Extracted data:
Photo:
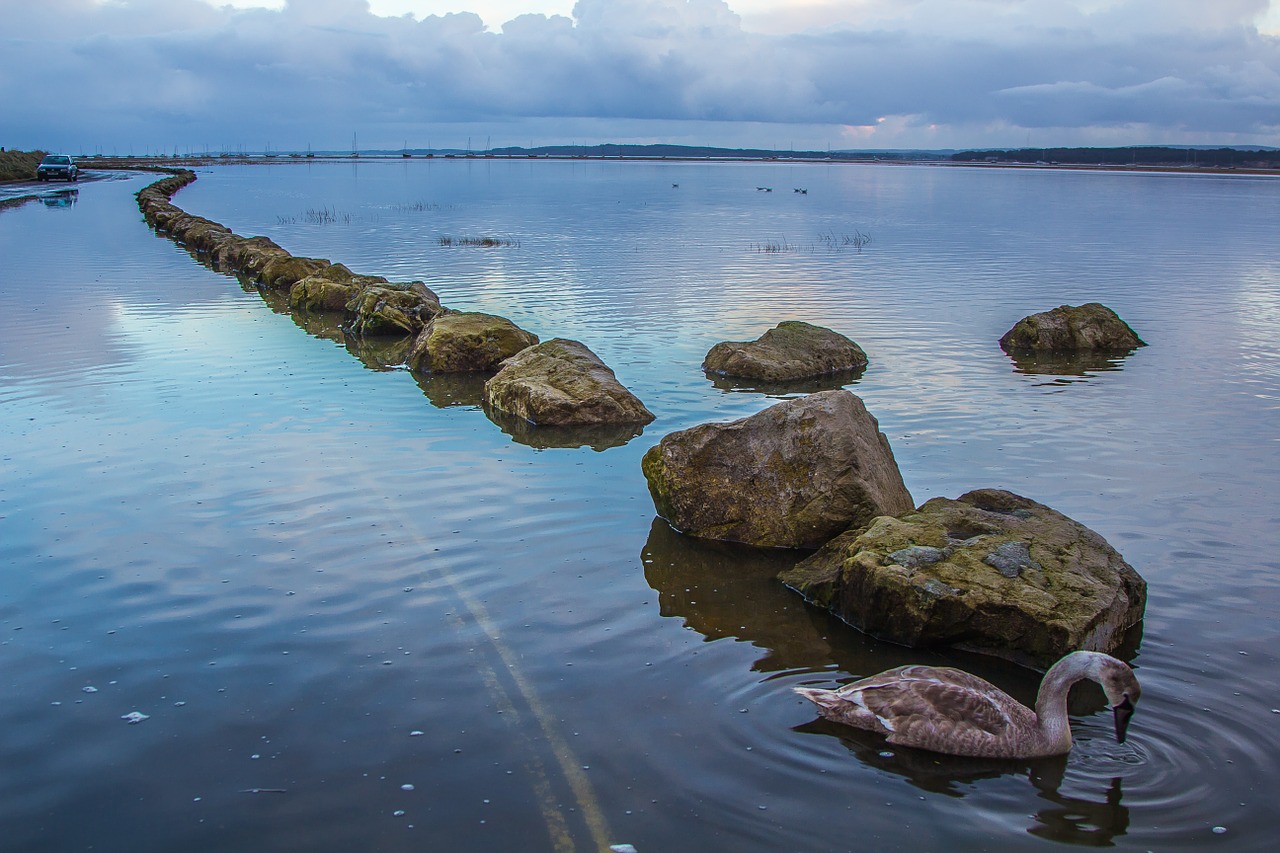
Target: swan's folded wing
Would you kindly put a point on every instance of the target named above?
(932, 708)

...

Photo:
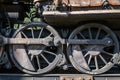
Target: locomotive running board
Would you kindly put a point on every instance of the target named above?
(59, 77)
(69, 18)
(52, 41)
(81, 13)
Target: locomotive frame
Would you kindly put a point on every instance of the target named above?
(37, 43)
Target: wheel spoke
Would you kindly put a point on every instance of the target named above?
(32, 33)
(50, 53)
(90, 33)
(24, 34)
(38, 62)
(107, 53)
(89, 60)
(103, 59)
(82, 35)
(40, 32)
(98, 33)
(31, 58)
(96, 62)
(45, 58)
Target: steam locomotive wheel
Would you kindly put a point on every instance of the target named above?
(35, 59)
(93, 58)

...

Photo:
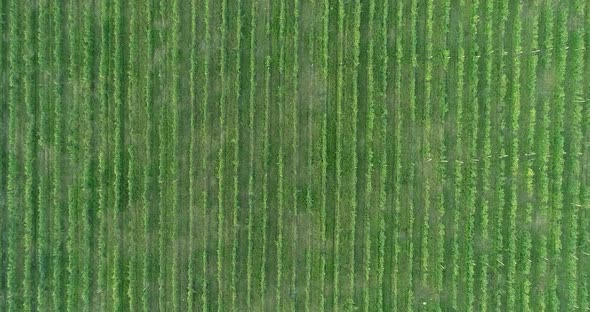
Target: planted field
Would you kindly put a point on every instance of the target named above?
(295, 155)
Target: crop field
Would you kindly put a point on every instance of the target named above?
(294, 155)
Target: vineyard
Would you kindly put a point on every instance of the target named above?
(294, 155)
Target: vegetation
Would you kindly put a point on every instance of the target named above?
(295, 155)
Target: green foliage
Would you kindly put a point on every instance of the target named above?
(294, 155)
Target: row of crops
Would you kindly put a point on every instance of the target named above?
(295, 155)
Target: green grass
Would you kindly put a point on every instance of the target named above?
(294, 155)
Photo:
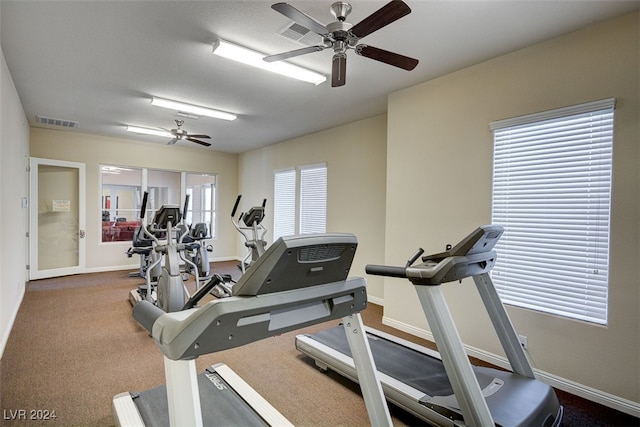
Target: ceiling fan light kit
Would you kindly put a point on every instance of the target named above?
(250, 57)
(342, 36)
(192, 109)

Exercise description:
Please pull out every line of the material above that contains the word "wheel", and copy each one in full.

Exercise output:
Target: wheel spoke
Target: steam locomotive wheel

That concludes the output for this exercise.